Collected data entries
---*---

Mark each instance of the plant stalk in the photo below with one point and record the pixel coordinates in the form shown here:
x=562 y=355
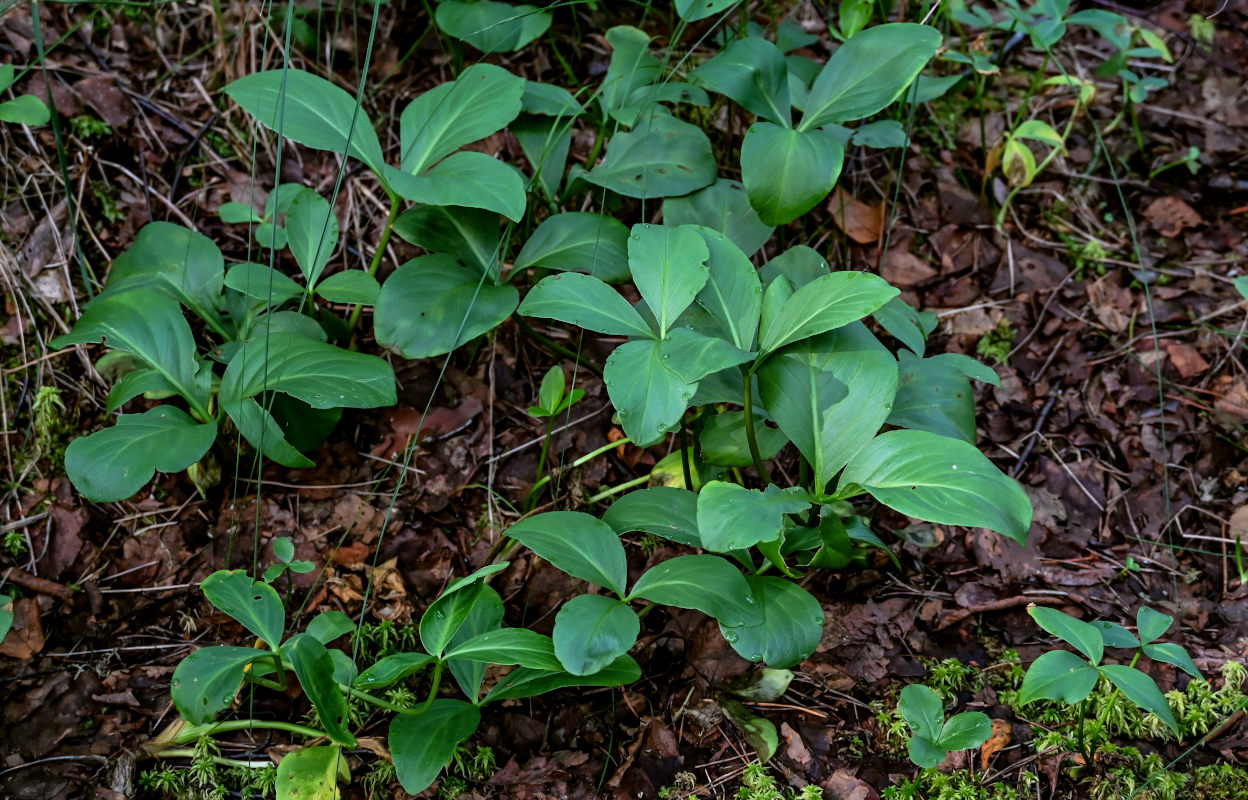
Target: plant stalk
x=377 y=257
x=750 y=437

---*---

Short problem ->
Reproduce the rows above word for word, omitting the pictures.

Exercise answer ->
Mark each instance of the plant stalk in the photo below with one point and record the pixel coordinates in the form shown here:
x=562 y=355
Target: plant stalk
x=377 y=257
x=750 y=437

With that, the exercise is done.